-------- Excerpted passage --------

Paragraph 1.66 of the Explanatory Memorandum to Tax Laws Amendment (Simplified Superannuation) Bill 2006 states that additional amounts allocated to an individual are included in concessional contributions under subsection 292-25(3) of the ITAA 1997 to ensure the integrity of the concessional contributions cap. Amounts allocated to an individual by a superannuation provider in excess of "an amount that reasonably reflects the contributions made by, or on behalf of, the individual and investment earnings in relation to the individual's superannuation interest" are included in concessional contributions.

In the Commissioner's view 'reserve' as used in regulation 292-25.01 of the ITAR 1997 should be given a broad meaning to maintain the integrity of the contributions caps. This is consistent with the purpose of Division 292 of the ITAA 1997 and the wording of regulation 292-25.01 of the ITAR 1997, in particular the express link made from subregulation 292-25.01(4) of the ITAR 1997 to subregulation 292-25.01(2) of the ITAR 1997. It is also consistent with the statements about excess contributions tax and allocations under subsection 292-25(3) of the ITAA 1997 at paragraphs 1.61 to 1.68 of the Explanatory Memorandum to Tax Laws Amendment (Simplified Superannuation) Bill 2006 and in the Explanatory Statements to Income Tax Assessment Amendment Regulations 2007 (No. 3) and Income Tax Assessment Amendment Regulations 2007 (No. 6).

It is not necessary to decide the precise scope of the meaning of 'reserve' as used in subregulation 292-25.01(4) of the ITAR 1997 to answer the question in this Interpretative Decision.

-------- Data rows --------

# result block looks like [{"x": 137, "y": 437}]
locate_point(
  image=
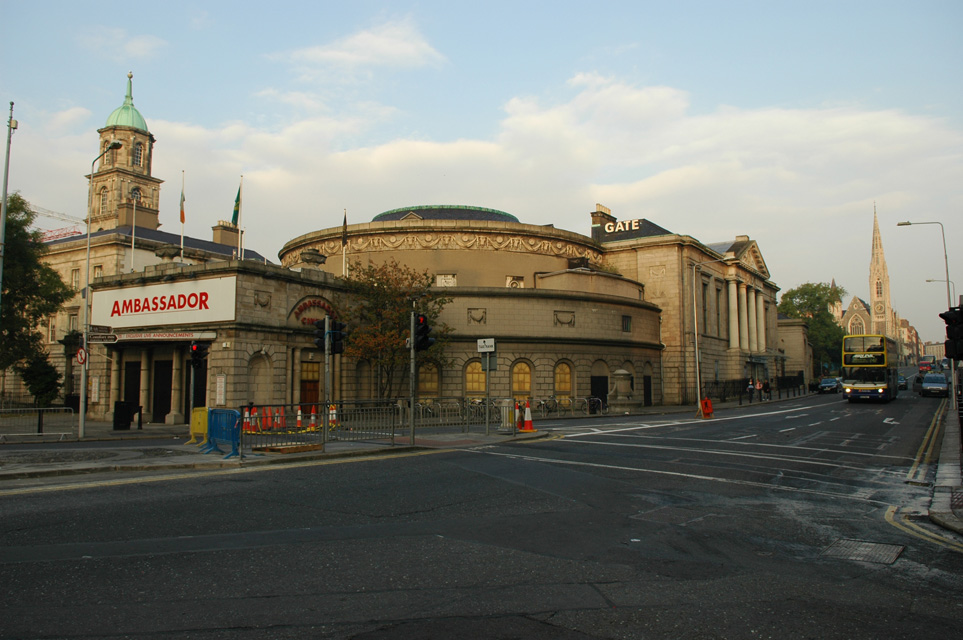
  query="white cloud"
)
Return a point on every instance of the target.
[
  {"x": 396, "y": 45},
  {"x": 118, "y": 44}
]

--------

> Complete the following
a - Do the following statements agree with the superannuation passage? For each, answer yes or no and quote the words of the passage that decide it.
(i) The Commissioner holds that 'reserve' in regulation 292-25.01 of the ITAR 1997 should be given a narrow meaning.
(ii) Answering the question in this Interpretative Decision requires settling the precise scope of 'reserve' in subregulation 292-25.01(4).
(iii) Paragraph 1.66 of the Explanatory Memorandum ties the inclusion of additional allocated amounts in concessional contributions to the integrity of the concessional contributions cap.
b - Substitute "object" for "target" throughout the records and write them out again with everything else unchanged. Leave the picture out of your answer.

> Responses to the exercise
a -
(i) No: "'reserve' as used in regulation 292-25.01 of the ITAR 1997 should be given a broad meaning to maintain the integrity of the contributions caps"
(ii) No: "It is not necessary to decide the precise scope of the meaning of 'reserve' as used in subregulation 292-25.01(4) of the ITAR 1997 to answer the question in this Interpretative Decision."
(iii) Yes: "additional amounts allocated to an individual are included in concessional contributions under subsection 292-25(3) of the ITAA 1997 to ensure the integrity of the concessional contributions cap"

b -
# result block looks like [{"x": 137, "y": 437}]
locate_point(
  image=
  query="white cloud"
)
Return a point on every instance of the object.
[
  {"x": 396, "y": 45},
  {"x": 118, "y": 44}
]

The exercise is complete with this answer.